Work to be completed: Extend the passage on the iWiW social networking service, picking up after its final sentence.

Passage shown:
Hungarian social network service (2002–2014)

iWiW (abbreviation for International Who is Who) was a Hungarian social networking web service which started on 14 April 2002 as WiW (Who Is Who). As of August 2007, it had 2.6 million registered users with real names. Every user could provide personal information such as the place they live, date of birth, schools and universities they attended, workplaces, interests and pets. One could find friends by a search tool or looking through one's acquaintances' acquaintances.

On 26 October 2005 the system was rebuilt from scratch and got a new name (iWiW). The most important changes were the multilingual interface (reverted to Hungarian-only as of July 2006), listings, photo upload and a special Java applet to visualize the connections.

On 28 April 2006, T-Online, the net branch of Magyar Telekom, purchased iWiW for almost one billion HUF (about US$4.7 million) from Virgo Systems Informatikai Kft. Users expressed concerns that their personal data may be sold to telemarketers or used for other purposes potentially hurting their privacy. Because of fears of abuse by the Hungarian telco giant, several iWiW clones and unrelated Hungarian social networking websites appeared or gained popularity after the take-over.

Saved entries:
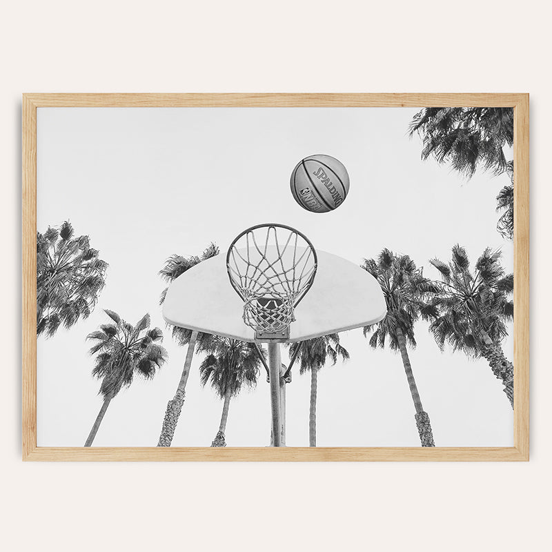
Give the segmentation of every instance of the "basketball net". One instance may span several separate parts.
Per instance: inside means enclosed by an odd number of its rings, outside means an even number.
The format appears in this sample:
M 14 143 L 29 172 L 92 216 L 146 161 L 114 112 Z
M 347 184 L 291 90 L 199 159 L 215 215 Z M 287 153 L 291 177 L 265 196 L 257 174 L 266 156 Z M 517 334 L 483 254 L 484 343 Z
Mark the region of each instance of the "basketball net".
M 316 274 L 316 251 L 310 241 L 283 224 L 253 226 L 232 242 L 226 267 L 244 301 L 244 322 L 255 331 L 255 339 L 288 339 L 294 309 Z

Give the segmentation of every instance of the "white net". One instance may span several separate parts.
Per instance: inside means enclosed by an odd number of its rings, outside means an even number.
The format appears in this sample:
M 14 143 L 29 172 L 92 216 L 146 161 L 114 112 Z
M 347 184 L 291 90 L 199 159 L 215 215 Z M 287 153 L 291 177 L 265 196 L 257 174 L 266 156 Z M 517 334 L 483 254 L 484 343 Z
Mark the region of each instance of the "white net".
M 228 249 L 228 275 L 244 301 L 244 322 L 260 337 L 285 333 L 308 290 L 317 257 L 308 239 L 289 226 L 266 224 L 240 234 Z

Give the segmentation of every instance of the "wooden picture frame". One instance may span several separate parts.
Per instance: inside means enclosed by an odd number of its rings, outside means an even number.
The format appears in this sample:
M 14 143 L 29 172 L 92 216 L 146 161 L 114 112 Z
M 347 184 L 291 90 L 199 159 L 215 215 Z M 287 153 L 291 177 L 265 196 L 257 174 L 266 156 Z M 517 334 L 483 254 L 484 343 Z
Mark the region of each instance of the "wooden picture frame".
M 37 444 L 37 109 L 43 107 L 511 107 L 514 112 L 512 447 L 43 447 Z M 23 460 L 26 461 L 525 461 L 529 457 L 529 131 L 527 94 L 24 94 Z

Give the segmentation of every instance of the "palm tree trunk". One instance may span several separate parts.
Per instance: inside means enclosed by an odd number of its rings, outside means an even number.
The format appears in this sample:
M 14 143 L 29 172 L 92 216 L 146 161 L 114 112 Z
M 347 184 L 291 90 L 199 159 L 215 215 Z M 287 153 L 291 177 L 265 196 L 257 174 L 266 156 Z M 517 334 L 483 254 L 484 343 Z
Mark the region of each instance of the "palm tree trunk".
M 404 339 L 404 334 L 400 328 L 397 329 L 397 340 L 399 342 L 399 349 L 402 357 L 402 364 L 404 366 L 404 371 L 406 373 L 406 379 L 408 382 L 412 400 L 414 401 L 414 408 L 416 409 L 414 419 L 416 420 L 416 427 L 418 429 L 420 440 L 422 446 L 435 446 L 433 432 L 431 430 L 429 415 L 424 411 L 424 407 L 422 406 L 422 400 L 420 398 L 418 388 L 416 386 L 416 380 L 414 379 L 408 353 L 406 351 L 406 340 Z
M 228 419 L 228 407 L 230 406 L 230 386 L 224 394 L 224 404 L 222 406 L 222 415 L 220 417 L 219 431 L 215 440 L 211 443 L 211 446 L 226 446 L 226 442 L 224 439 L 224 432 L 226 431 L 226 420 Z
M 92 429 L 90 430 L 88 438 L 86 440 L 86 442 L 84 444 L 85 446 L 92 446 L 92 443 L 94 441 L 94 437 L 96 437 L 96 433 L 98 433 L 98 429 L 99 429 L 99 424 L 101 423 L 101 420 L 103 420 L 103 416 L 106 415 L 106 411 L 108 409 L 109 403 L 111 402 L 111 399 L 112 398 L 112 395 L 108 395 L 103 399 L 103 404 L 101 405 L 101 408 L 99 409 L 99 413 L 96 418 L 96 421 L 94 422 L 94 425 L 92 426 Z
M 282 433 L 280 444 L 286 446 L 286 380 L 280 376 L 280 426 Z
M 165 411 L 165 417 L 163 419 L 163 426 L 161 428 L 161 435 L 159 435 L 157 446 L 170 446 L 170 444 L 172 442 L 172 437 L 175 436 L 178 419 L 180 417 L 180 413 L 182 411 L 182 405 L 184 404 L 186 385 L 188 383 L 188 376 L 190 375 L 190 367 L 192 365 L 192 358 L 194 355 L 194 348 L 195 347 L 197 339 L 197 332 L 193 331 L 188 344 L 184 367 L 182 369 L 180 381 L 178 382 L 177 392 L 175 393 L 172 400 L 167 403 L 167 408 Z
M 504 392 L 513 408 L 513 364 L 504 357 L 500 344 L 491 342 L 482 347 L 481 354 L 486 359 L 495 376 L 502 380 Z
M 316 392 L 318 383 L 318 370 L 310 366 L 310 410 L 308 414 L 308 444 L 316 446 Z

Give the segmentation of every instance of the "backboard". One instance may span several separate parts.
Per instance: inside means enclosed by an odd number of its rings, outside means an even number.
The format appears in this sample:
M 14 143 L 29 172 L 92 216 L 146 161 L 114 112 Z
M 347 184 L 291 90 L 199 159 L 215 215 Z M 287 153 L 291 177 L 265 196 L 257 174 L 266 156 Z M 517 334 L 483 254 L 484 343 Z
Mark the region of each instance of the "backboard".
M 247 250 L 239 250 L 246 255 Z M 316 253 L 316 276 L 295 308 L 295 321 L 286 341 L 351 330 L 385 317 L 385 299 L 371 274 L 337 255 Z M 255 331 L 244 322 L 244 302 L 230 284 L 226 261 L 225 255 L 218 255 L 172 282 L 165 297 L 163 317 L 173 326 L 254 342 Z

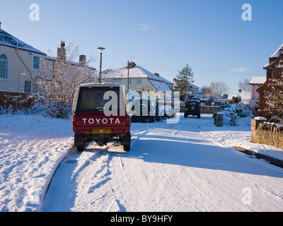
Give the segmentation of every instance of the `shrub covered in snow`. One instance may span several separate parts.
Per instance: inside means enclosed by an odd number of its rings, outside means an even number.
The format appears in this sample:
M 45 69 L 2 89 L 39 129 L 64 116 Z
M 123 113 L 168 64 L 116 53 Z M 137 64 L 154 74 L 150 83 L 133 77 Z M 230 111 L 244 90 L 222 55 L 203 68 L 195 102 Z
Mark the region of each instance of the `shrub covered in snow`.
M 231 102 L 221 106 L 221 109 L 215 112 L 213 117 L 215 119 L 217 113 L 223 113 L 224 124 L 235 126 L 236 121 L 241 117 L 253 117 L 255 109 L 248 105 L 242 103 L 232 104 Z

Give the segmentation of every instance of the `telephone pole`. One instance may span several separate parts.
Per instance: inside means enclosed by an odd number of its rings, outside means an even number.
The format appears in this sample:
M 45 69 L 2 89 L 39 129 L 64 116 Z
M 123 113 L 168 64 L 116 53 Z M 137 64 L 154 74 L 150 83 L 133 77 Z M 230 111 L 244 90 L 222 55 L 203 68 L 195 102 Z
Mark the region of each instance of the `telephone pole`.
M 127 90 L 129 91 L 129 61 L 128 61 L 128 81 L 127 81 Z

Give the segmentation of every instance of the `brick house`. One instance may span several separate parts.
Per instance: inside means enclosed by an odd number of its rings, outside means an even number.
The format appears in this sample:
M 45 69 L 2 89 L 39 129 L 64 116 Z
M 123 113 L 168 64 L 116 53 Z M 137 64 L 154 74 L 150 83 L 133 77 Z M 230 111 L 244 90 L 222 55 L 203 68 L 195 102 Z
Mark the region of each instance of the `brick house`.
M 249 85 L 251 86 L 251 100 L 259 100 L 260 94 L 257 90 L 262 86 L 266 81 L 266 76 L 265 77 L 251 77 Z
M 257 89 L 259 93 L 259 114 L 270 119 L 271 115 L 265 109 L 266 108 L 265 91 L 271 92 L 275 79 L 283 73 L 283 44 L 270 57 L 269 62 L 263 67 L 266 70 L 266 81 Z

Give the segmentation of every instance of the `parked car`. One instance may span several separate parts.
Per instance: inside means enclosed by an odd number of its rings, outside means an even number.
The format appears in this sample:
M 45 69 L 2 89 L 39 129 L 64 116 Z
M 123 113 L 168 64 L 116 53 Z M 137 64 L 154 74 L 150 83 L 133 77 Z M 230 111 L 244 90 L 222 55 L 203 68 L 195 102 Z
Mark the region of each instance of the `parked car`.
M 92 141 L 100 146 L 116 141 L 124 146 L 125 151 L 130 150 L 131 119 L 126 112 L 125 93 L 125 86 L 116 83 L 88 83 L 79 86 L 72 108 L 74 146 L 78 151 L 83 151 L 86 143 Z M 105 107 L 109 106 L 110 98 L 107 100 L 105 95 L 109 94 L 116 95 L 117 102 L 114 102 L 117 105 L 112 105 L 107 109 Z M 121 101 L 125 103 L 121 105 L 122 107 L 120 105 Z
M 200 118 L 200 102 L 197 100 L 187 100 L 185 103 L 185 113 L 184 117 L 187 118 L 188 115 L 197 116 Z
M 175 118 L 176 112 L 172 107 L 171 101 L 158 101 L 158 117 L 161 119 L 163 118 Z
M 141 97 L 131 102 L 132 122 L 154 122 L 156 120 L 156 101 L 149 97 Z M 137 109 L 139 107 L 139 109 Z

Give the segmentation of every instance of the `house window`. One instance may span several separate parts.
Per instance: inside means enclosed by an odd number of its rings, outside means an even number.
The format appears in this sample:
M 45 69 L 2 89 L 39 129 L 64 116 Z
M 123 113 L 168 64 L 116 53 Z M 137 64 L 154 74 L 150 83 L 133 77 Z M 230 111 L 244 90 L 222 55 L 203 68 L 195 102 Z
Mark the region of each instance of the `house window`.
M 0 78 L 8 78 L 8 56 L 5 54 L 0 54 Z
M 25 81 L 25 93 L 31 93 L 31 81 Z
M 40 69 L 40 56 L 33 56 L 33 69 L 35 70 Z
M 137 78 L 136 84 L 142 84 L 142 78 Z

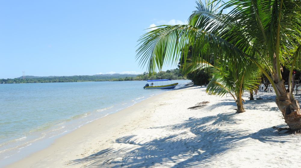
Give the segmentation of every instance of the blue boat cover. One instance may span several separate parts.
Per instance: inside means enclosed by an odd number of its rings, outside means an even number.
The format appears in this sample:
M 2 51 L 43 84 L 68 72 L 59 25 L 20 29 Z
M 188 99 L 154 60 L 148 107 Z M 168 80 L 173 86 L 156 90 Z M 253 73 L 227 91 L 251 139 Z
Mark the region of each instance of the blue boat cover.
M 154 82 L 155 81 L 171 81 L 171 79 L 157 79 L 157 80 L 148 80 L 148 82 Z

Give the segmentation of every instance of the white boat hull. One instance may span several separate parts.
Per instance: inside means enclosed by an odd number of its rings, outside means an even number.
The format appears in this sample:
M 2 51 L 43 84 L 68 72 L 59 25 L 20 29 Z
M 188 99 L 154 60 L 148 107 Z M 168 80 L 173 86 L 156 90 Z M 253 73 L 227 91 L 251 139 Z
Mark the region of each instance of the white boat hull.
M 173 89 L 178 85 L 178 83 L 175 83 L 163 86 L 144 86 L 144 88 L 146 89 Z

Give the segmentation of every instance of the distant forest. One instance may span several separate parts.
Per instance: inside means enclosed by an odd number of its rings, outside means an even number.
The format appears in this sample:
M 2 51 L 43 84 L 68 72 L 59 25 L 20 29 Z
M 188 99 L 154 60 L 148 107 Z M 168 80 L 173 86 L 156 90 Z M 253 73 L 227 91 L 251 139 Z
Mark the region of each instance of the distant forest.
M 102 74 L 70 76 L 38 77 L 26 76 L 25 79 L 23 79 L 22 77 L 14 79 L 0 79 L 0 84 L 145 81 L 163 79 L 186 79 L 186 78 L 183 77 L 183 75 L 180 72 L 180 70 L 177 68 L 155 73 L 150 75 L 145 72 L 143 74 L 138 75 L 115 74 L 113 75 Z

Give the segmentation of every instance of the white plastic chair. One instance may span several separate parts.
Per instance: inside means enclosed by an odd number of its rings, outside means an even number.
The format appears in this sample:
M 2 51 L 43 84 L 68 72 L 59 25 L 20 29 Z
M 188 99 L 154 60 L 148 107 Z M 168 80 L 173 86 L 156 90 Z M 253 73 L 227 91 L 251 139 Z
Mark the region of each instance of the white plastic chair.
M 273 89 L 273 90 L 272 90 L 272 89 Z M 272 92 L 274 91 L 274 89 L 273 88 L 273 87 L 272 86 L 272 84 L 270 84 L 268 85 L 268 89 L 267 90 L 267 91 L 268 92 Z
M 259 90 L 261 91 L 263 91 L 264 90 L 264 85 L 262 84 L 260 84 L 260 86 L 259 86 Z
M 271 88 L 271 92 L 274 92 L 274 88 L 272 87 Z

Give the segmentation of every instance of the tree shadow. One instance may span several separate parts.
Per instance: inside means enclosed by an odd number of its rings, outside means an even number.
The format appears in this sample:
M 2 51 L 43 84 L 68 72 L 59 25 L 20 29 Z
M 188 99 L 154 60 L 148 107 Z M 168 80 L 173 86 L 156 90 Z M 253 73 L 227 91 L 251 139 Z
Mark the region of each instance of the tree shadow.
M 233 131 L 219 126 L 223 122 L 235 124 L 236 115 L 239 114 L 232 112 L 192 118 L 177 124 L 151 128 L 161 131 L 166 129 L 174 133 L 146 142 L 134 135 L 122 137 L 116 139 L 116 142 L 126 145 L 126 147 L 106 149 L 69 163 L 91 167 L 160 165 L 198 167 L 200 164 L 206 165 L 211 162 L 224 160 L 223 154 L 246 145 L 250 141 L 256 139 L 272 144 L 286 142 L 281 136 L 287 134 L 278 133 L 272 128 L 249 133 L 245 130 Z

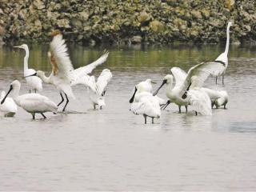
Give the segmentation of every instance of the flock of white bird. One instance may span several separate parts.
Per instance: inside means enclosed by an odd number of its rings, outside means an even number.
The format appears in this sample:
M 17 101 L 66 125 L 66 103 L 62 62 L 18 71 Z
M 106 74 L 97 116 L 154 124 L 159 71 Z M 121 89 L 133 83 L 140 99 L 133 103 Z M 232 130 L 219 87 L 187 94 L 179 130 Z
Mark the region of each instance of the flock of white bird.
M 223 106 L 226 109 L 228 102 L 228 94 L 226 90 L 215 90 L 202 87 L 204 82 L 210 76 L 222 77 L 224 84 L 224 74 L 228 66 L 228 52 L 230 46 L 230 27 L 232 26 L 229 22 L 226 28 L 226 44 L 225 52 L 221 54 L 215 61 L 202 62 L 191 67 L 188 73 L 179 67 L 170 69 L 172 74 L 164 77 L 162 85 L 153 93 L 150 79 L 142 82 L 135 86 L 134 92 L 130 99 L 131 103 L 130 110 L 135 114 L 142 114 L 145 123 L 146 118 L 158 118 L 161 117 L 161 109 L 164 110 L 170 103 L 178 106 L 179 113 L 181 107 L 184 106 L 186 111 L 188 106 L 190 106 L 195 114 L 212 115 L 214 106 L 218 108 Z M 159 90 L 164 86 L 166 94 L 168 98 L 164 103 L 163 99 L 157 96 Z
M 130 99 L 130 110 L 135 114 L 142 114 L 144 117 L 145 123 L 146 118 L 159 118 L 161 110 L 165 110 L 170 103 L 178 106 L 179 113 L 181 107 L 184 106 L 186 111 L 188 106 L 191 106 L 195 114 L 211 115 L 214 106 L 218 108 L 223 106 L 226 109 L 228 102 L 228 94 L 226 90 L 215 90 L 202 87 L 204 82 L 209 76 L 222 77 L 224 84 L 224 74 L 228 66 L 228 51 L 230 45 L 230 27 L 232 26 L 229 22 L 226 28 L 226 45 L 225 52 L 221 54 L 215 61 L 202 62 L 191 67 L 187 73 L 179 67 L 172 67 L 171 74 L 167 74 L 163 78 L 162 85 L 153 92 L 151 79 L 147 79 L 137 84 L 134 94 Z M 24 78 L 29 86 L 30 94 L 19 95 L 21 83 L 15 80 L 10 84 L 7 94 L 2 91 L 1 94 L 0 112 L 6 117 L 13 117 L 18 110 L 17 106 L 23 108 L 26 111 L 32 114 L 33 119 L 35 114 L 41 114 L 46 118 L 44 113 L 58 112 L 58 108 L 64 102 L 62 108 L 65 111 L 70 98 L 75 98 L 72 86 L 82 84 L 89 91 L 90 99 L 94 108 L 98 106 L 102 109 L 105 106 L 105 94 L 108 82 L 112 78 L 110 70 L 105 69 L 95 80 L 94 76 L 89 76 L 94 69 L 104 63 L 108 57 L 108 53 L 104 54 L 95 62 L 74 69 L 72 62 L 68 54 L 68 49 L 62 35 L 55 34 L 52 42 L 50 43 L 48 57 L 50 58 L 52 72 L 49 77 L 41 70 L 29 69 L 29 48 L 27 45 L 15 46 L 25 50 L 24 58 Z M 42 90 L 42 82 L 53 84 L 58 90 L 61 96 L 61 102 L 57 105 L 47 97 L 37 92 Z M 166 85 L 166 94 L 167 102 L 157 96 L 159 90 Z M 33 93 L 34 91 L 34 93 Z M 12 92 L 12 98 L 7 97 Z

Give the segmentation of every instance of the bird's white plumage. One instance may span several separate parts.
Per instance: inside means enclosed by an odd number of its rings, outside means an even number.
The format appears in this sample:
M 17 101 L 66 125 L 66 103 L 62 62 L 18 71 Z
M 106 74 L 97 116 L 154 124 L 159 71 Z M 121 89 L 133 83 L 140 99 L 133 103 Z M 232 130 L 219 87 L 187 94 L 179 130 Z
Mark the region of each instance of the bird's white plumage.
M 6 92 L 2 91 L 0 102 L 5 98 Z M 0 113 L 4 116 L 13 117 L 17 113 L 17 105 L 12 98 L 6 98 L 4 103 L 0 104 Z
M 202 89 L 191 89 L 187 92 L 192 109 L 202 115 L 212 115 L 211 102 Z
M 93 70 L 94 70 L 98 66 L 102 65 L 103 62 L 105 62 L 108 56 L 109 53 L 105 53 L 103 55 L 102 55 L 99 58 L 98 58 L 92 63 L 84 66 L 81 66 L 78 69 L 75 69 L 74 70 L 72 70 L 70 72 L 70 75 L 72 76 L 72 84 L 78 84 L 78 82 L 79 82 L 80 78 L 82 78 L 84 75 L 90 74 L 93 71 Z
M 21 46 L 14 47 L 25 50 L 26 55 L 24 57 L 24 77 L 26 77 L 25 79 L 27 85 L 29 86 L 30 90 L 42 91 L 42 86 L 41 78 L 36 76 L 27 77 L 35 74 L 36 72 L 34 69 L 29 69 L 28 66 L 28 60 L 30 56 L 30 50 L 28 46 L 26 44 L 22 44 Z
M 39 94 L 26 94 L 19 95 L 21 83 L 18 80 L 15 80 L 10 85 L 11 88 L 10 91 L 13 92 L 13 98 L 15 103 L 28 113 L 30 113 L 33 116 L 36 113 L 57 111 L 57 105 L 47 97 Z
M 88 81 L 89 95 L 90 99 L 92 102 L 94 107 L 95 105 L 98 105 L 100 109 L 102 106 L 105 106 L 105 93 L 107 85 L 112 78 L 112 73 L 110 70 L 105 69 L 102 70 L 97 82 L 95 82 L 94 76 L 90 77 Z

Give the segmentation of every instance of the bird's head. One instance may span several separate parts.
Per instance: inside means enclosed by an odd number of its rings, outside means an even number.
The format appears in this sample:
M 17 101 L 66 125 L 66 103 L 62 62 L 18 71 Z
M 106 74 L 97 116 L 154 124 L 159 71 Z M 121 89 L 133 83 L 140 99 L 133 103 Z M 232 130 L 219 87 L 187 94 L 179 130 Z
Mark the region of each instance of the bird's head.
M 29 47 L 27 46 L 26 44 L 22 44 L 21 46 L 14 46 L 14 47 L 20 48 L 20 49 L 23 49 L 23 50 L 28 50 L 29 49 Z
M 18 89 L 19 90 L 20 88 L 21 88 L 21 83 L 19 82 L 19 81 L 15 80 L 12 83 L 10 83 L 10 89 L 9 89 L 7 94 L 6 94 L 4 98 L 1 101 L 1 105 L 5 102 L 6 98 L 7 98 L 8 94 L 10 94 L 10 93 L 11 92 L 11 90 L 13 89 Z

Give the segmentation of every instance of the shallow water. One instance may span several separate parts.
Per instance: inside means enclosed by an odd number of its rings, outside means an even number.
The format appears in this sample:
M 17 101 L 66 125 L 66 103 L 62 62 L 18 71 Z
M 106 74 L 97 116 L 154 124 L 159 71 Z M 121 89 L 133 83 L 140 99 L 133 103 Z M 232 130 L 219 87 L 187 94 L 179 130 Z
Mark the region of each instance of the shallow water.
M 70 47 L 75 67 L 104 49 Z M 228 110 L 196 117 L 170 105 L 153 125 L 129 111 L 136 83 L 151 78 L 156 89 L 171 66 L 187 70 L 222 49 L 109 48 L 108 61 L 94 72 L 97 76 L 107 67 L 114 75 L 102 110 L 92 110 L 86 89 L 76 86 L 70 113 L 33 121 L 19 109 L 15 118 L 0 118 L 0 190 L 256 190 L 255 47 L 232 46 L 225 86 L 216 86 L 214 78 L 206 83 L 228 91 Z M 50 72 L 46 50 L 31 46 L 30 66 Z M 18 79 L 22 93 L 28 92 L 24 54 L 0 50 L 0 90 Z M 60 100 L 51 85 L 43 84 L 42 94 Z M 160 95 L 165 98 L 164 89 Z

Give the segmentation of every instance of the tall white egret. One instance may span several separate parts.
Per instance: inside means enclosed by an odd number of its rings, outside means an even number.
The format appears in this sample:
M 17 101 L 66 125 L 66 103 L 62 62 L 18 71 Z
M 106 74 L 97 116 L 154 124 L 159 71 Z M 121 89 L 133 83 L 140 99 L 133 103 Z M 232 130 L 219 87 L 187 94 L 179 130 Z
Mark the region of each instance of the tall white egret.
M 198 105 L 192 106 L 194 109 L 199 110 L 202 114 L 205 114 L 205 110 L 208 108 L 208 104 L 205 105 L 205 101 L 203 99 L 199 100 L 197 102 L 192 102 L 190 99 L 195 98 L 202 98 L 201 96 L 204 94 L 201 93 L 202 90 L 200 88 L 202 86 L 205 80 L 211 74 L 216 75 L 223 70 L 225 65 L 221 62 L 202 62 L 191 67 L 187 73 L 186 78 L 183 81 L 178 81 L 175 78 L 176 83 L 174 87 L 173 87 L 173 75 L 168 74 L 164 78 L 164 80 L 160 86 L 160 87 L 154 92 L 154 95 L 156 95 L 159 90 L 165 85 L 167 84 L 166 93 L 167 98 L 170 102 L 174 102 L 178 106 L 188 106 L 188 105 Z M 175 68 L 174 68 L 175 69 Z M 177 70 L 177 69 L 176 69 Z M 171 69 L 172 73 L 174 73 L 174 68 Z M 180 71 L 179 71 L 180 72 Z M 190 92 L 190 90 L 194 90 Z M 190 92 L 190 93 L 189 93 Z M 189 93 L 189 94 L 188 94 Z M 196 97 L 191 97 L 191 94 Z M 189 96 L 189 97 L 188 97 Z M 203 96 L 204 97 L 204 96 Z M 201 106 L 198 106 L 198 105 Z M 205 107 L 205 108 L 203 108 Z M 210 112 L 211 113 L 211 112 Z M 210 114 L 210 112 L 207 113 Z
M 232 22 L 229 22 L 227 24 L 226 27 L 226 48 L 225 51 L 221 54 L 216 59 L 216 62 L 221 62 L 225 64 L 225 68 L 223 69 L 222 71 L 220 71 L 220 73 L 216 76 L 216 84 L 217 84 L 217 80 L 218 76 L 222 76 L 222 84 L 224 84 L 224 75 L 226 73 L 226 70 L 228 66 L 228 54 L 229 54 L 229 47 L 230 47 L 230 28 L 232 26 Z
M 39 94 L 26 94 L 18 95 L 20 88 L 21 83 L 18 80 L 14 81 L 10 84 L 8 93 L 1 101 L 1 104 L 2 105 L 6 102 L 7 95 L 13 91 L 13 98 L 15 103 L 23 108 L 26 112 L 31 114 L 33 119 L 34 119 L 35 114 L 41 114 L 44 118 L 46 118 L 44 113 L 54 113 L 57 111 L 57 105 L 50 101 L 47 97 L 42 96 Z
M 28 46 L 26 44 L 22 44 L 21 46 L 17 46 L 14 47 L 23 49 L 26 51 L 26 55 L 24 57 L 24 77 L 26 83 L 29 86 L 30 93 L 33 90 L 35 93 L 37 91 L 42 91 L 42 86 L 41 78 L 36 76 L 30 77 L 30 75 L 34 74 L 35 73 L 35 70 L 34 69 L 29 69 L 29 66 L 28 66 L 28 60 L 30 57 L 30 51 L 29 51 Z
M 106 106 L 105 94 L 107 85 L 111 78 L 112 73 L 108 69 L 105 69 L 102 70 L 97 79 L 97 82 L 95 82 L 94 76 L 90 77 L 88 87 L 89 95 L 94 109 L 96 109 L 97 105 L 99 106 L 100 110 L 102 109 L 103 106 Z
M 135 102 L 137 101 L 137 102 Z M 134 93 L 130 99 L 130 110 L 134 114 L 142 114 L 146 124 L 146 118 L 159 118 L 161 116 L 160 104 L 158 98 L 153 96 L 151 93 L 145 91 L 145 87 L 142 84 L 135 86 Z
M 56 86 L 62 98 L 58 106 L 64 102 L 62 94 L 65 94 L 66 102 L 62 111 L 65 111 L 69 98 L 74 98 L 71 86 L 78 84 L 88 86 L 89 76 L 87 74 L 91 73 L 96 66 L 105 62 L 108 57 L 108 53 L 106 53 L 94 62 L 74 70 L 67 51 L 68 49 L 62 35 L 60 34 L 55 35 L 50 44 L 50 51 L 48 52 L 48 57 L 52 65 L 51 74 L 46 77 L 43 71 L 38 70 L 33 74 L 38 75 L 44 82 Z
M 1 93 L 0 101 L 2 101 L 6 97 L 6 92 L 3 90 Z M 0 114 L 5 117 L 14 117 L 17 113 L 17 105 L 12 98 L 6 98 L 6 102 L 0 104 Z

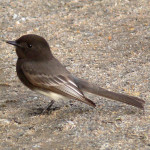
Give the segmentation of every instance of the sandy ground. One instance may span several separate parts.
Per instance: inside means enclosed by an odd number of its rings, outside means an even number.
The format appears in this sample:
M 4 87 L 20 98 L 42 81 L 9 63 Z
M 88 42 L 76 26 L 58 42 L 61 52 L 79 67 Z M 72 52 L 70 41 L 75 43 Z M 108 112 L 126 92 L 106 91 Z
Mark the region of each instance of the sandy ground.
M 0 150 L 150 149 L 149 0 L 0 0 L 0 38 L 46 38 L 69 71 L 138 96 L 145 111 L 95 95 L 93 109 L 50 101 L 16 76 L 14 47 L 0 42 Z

Response to the exercise:
After the T-Online acquisition, the site was available only in Hungarian.

On 18 July 2006, iWiW had 1 million users and on 18 December it reached 1.5 million.

On 24 December 2008, the number of registered users on iWiW was 4 million, covering almost all internet users in Hungary.

On 22 April 2009, 26 applications became available on iwiw.hu. By mid-2009, users could choose from 65 applications.

In April 2010, iWiW introduced a service similar to Facebook connect. This allowed users to log in to external websites using their iWiW credentials.

In July 2010, iWiW introduced its mobile application for iPhone and Android.

On May 15, 2014 Origo Zrt. announced it would close down iWiW permanently on June 30, 2014.